▶ Items listed in a dataset:
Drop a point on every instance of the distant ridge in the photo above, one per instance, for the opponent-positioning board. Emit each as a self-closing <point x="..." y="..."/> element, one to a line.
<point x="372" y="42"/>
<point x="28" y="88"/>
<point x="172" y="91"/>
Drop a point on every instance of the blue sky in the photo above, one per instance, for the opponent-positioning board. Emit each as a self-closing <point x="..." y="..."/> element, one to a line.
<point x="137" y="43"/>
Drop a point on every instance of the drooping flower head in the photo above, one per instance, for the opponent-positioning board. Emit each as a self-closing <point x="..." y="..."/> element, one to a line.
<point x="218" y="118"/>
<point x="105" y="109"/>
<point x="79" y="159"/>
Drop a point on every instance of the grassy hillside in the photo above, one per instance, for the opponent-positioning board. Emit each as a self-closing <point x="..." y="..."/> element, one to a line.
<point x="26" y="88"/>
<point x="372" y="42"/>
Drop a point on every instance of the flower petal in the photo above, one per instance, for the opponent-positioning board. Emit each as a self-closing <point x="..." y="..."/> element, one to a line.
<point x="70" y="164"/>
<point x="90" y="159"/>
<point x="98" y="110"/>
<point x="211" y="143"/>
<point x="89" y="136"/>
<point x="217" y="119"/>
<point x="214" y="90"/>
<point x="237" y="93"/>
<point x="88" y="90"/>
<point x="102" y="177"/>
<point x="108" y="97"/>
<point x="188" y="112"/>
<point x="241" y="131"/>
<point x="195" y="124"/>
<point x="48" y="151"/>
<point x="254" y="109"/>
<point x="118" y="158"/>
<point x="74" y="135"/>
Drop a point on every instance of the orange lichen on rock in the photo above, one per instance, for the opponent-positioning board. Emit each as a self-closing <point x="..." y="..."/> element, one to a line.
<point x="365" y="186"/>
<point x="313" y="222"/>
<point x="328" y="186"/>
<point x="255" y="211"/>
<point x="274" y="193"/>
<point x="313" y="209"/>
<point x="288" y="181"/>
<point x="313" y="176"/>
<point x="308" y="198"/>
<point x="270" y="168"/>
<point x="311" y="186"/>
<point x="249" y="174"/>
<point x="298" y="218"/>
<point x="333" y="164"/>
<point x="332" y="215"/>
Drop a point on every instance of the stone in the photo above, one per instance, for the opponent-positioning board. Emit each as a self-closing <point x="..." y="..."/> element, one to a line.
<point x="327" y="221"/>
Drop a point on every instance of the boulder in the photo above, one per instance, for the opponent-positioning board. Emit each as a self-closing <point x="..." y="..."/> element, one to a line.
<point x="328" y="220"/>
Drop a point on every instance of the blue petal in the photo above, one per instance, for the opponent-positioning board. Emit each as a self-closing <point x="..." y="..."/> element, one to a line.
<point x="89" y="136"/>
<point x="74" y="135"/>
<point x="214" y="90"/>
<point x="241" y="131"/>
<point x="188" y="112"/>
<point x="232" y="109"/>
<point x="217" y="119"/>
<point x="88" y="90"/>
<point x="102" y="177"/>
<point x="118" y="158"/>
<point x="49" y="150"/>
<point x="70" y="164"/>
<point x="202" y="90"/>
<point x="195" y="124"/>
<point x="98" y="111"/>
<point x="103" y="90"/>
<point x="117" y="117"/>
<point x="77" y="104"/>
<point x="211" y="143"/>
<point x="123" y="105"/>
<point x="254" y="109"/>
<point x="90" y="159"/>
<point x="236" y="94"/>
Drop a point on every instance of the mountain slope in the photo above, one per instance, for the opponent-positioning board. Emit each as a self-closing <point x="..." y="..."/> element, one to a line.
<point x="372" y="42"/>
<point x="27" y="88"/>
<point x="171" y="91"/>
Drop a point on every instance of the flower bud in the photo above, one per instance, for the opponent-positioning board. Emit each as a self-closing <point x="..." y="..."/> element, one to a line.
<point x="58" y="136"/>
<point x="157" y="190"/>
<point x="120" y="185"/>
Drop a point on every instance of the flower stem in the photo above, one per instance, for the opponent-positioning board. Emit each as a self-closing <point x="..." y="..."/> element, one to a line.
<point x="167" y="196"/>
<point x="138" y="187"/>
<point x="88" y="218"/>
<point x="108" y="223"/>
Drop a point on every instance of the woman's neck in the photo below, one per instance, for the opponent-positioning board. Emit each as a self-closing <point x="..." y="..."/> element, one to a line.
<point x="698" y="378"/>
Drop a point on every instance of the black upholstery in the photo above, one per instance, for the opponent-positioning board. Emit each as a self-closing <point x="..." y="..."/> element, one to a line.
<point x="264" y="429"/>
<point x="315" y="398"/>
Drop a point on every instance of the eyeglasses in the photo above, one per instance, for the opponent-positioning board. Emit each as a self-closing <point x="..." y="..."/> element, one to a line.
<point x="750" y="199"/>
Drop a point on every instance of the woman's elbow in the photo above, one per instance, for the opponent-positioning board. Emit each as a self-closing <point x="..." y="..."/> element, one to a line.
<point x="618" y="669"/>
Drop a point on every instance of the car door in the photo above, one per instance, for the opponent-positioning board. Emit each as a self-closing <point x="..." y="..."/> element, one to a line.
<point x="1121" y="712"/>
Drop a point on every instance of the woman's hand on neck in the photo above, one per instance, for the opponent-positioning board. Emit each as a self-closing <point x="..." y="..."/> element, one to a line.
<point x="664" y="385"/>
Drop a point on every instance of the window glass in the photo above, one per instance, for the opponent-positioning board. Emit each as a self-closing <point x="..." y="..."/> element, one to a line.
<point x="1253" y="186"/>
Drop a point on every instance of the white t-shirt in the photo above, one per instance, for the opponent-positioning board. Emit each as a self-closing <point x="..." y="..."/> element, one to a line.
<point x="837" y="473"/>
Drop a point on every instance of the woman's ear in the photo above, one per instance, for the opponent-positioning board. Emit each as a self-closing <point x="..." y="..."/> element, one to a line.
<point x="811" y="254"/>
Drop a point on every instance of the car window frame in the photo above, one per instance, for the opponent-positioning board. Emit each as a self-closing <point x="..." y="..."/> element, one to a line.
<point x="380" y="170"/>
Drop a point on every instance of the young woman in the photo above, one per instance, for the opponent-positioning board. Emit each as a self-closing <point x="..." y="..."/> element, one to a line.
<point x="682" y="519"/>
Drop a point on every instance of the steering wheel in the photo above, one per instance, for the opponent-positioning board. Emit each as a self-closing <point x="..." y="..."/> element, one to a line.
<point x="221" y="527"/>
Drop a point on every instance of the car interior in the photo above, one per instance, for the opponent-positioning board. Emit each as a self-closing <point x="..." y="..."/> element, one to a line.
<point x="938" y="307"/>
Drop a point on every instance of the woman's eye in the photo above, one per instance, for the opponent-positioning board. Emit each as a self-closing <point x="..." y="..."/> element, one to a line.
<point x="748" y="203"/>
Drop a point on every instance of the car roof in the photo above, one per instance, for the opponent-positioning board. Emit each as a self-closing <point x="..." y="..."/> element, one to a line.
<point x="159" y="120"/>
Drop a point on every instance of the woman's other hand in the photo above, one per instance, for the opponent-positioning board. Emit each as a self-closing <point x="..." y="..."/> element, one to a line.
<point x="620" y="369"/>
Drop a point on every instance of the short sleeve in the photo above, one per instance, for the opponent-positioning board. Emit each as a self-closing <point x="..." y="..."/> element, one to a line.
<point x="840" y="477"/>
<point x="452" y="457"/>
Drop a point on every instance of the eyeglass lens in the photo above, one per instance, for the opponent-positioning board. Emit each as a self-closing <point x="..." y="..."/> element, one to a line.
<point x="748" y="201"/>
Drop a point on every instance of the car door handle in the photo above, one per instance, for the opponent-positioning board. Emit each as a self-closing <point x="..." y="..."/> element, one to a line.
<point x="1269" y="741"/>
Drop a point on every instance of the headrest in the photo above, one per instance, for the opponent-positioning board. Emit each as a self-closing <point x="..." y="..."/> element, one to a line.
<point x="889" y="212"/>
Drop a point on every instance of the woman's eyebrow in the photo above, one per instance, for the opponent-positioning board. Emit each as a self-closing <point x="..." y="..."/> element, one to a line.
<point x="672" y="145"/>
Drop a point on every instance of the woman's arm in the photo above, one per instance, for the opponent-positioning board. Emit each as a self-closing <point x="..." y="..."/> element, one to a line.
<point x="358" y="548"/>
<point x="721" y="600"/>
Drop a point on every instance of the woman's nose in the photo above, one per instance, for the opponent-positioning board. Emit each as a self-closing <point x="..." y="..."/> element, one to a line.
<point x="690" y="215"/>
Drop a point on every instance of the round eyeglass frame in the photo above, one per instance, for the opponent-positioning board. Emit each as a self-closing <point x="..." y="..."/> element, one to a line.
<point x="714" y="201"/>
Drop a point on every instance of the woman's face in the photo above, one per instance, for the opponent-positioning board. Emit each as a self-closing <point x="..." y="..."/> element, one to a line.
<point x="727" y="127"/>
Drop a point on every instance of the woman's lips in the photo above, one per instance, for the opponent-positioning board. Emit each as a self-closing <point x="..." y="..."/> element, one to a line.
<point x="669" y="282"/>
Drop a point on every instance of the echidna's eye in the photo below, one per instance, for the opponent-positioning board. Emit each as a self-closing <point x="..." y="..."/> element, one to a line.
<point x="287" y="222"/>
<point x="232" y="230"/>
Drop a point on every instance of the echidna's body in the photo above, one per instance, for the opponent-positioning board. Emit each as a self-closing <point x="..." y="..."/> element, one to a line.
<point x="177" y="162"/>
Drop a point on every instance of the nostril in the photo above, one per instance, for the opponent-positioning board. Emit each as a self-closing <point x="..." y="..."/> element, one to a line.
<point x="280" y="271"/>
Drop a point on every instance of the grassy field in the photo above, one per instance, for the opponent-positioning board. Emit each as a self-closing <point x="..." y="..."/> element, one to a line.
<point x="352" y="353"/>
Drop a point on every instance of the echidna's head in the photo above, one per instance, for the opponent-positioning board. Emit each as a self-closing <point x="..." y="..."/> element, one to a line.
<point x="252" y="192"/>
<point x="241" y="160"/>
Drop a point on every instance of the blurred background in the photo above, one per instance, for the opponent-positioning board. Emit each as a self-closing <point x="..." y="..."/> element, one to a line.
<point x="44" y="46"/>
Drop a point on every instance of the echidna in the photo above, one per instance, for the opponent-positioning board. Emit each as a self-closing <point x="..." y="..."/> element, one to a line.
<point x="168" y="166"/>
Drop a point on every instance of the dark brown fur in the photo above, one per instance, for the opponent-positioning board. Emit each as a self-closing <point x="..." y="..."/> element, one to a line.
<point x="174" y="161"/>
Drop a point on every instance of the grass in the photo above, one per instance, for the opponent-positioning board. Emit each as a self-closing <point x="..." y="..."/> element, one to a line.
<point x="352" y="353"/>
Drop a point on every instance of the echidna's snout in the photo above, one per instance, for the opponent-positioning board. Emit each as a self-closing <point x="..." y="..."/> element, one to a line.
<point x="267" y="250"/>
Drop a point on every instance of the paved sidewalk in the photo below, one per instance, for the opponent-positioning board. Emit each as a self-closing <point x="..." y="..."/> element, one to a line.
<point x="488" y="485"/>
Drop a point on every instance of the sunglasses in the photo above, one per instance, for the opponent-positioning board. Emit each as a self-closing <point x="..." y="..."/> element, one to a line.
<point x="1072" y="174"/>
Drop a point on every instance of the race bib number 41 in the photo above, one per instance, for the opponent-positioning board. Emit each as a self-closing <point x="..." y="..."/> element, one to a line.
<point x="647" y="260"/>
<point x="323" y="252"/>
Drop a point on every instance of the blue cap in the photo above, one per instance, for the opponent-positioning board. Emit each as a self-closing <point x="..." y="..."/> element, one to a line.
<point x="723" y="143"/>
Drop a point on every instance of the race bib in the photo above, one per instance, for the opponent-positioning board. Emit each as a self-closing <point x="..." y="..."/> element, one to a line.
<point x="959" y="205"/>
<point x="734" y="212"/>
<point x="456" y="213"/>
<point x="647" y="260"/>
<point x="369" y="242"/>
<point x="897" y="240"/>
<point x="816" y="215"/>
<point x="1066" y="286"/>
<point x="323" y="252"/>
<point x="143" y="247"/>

▶ Problem description: Update everything from the line containing "Drop a point on every instance of the paved" down to the end of the entries, replacing "opponent-positioning board" with "scouting map" and leaving every other word unchanged. Write out only those updated lines.

▶ Result of the task:
Drop a point on every instance of the paved sidewalk in the photo below, one per instance, for the scouting map. Emit each as a self-closing <point x="..." y="..."/> element, one to a line.
<point x="488" y="485"/>
Drop a point on every instance of the sunglasses in the photo above, one per instance, for the scouting map. Emit each as a self-closing <point x="..." y="..."/> element, one to a line.
<point x="1072" y="174"/>
Drop a point on every instance of the race bib number 41 in the photo above, one per instance, for the scouting map. Emit each as a self-closing <point x="..." y="..."/> element, one to a line.
<point x="647" y="260"/>
<point x="323" y="252"/>
Drop a point on every instance of the blue cap in the photo above, one per instance, for the scouting map. Emit each as a self-closing <point x="..." y="..."/> element, one to a line.
<point x="723" y="143"/>
Drop a point on every instance of the race bib in the photo above, one per instance, for the scouting map. Emit each as a self-closing <point x="..." y="..."/> element, one to a line.
<point x="959" y="205"/>
<point x="734" y="212"/>
<point x="456" y="213"/>
<point x="647" y="260"/>
<point x="369" y="242"/>
<point x="897" y="240"/>
<point x="816" y="215"/>
<point x="1066" y="286"/>
<point x="323" y="252"/>
<point x="143" y="247"/>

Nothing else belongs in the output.